EXERCISE PROMPT:
Below this line is the material. Write out only its lines from the one containing "box: [7, 47, 135, 236]" through the one containing "positive clicks: (66, 230)", both kept, exactly.

SOURCE DATA:
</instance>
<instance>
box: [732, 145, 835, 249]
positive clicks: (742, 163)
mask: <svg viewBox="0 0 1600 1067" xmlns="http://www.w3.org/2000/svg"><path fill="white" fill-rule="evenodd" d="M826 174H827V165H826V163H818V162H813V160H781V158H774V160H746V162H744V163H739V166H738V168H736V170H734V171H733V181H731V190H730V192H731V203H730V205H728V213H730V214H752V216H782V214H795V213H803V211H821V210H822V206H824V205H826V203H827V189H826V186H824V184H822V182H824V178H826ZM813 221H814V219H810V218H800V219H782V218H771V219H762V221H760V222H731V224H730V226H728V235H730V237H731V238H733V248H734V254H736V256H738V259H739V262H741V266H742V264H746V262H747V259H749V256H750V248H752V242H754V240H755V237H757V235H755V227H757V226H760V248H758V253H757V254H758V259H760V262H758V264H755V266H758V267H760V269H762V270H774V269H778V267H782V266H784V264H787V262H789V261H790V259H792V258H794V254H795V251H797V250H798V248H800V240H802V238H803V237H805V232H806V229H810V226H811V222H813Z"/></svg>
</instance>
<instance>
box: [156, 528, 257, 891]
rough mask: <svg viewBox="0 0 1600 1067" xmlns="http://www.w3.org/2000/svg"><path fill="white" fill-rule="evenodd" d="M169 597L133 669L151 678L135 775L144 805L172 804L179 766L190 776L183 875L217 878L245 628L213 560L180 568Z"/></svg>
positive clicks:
...
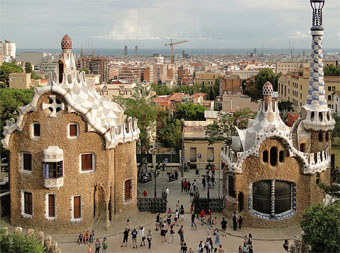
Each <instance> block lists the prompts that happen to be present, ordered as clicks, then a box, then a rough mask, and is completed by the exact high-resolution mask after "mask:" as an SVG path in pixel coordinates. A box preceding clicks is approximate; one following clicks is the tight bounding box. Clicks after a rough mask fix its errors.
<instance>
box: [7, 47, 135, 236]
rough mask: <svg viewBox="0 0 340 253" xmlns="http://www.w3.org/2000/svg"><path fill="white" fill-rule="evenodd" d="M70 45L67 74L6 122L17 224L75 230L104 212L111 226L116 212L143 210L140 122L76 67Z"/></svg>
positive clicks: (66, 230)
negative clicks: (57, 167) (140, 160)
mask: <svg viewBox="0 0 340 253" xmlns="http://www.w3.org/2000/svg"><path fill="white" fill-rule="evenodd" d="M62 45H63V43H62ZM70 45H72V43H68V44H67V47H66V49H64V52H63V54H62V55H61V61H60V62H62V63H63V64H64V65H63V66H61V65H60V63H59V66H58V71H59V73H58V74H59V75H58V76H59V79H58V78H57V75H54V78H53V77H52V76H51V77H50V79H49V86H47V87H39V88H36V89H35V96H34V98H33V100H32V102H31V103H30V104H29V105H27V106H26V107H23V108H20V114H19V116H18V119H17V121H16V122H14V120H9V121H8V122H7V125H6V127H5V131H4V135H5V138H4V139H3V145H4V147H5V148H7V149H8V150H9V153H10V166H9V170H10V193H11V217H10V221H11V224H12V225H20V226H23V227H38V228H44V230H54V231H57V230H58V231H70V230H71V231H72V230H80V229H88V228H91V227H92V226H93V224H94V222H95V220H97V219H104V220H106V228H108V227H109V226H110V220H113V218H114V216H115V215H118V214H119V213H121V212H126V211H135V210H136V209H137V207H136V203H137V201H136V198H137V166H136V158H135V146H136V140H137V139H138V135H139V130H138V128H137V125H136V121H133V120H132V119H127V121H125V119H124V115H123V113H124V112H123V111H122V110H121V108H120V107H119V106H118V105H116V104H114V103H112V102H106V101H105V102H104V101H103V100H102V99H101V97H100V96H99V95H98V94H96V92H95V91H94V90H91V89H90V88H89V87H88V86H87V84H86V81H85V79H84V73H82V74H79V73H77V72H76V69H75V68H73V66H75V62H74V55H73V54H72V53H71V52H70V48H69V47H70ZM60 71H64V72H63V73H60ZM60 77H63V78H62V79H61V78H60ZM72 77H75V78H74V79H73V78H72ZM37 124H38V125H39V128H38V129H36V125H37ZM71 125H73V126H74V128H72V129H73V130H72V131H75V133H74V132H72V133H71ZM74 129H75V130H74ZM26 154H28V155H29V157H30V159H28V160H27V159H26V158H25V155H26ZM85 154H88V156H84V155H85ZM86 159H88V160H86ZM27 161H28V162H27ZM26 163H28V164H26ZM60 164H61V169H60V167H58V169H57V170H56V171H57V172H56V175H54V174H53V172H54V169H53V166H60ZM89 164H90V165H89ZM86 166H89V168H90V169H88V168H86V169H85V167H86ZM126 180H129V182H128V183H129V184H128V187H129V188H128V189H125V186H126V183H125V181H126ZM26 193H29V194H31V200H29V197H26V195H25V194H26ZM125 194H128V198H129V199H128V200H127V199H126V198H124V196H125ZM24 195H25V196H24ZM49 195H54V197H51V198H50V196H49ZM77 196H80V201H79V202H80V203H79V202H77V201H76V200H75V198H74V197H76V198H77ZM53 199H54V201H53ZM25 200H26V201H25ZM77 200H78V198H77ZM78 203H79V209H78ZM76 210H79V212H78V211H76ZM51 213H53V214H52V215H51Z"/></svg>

RESPONSE AREA:
box: [7, 47, 135, 236]
rough mask: <svg viewBox="0 0 340 253" xmlns="http://www.w3.org/2000/svg"><path fill="white" fill-rule="evenodd" d="M70 45L67 74L6 122L17 224L75 230L104 212L111 226L116 212L143 210L140 122L76 67Z"/></svg>
positive clicks: (66, 230)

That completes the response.